- THE PROBLEM: Reproduce, word for word, the passage of the jambalaya rice thread starting with "Always a happy" and going on through "on a handshake.".

═════ TEXT BLOCK

# Best rice for jambalaya?



## entropy (Nov 11, 2006)

Plain long grain or converted long grain?


----------



## phatch (Mar 29, 2002)

Never Converted rice. Just the plain old (agnostic) rice.


----------



## castironchef (Oct 10, 2005)

Agreed.

I can't stand perverted -- I mean converted -- rice.


----------



## nightcook (Nov 9, 2006)

If you can get it in your neck of the woods try some Ellis Stansel "popcorn" rice. It's a Louisiana grown and processed rice in Gueydan. It's the best white rice I've ever had. It's also the only rice we use with our entrées that we sell. Here is the website link. You can order online as well.

Gourmet Rice Louisiana Rice Popcorn Rice Ellis Stansel Gourmet Rice

Enjoy,

Bill


----------



## joyfull (May 24, 2006)

I just made Jambalaya last night. MMMM!! :lips: 
The only rice I had on hand was Jasmine rice.. Believe it or not it worked just fine!


----------



## joyfull (May 24, 2006)

What an interesting rice link Bill! Doesn't look like they ship anywhere but the US tho.. Bummer! I'd really like to give that one a go!

And what a trusting company in this day and age! Sending the product first, and then getting payment?! Amazing!!


----------



## kyheirloomer (Feb 1, 2007)

Always a happy surprise, isn't it Joyful.

But sometimes there are people who still believe their word is their bond. When the gambling boat up in Debuque, Iowa, was built---a 5-million dollar project---it was all done on a handshake.

Kind of restores one's faith.


----------



## entropy (Nov 11, 2006)

Thanks, everyone!


----------



## shroomgirl (Aug 11, 2000)

Beat me to the punch.....if it wasn't Uncle Ben's then Stansils.....


----------



## gonefishin (Nov 6, 2004)

Joyfull...check your private message box.

dan


----------



## foodnfoto (Jan 1, 2001)

Yeah! Popcorn rice is the best-the fragrance of basmati and the toothiness of arborio in a long grain form.
How I wish I could find it here in the northeast 

I also like the Lundberg product line of rices--good quality and quite a few organics too.


----------

══════════
═════ DATA PROVIDED

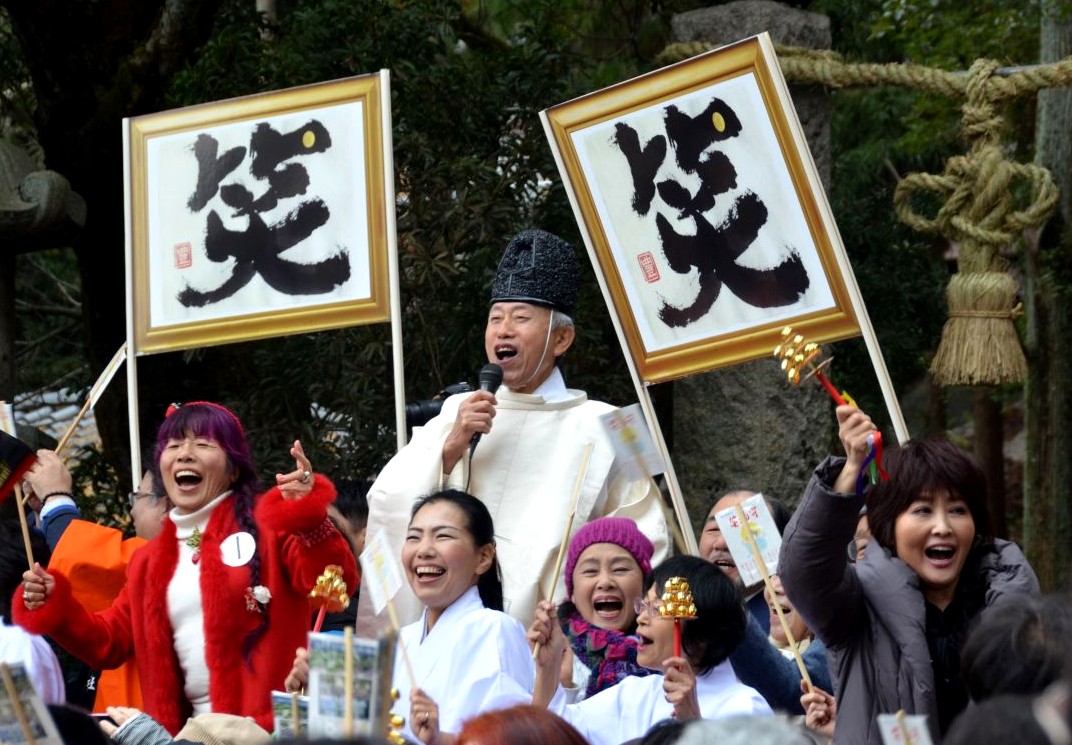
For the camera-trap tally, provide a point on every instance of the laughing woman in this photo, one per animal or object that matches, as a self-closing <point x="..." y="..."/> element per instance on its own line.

══════════

- PROBLEM SOLUTION:
Always a happy surprise, isn't it Joyful.

But sometimes there are people who still believe their word is their bond. When the gambling boat up in Debuque, Iowa, was built---a 5-million dollar project---it was all done on a handshake.